SOURCE TEXT:
((
The Harper government’s approach to this question is a hodgepodge of ideas. While CSIS is expanding its own operations abroad (and shows no intention of halting the expansion after Canadian troops leave Afghanistan), it is also cultivating new intelligence-sharing relationships beyond Canada’s traditional allies. The publication of a photo of CSIS director Richard Fadden meeting with the King of Saudi Arabia and the head of his intelligence agency last month underscores the government’s commitment to this approach. Unfortunately, it provides too little assurance about the nature and constraints of CSIS’s operations abroad.

Specifically, it provides no assurances about standards of treatment for Canadians (who are theoretically entitled to consular assistance, but whom the government has hinted might be treated differently if they are suspected terrorists) and non-Canadians abroad. Nor does it provide for any limits on the kinds of intelligence that CSIS might obtain from and share with foreign intelligence agencies, especially those that are known to use torture as an interrogation technique. It also does not clearly define the relationship between CSIS and other parts of the Canadian government, especially the Canadian Forces.
))
THINGS TO DO:
(1) In the CSIS passage, turn the paragraph beginning "Specifically, it provides no assurances" into a short bulleted list that keeps its main points.
(2) Carry the CSIS passage forward, starting right after its final sentence.

DATA LINES:
((
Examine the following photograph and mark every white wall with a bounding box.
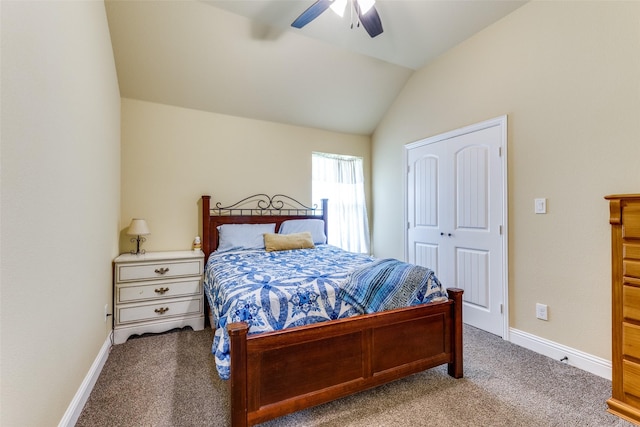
[372,1,640,360]
[120,98,371,252]
[0,0,120,427]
))
EXPECTED RESULTS:
(1)
- No assurances on standards of treatment abroad, for Canadians or non-Canadians. Canadians are theoretically entitled to consular assistance, but the government has hinted that suspected terrorists might be treated differently.
- No limits on what kinds of intelligence CSIS may obtain from or share with foreign agencies, especially those known to use torture in interrogation.
- No clear definition of how CSIS relates to other parts of the Canadian government, especially the Canadian Forces.

(2)
If and when this question is raised for public debate, some will propose revisiting the original proposal of the Harper Government for creating a civilian foreign intelligence agency. Such an agency, modeled on the equivalent Australian and British agencies, is the best solution to the problem because the parameters of its operations and their oversight could be clearly defined in legislation (as are CSIS’s for domestic matters). However, it would be costly to create such an agency and it could not be done quickly. The current federal political climate is likely too unstable for such a proposal to move forward, unless an early consensus could be reached by the Conservatives and the Liberals.

The government should nevertheless work toward creating a foreign intelligence agency. However, in the meantime, it should move quickly to rein in CSIS and ensure that appropriate controls exist for its foreign intelligence operations. It should achieve this by rewriting the sections of the CSIS Act which deal with foreign activities to make them more closely reflect CSIS’s current operations and impose clearer constraints on them. It should also improve the investigative capacity of CSIS’s external oversight body and modify its mandate to ensure that it can effectively review CSIS’ operations overseas.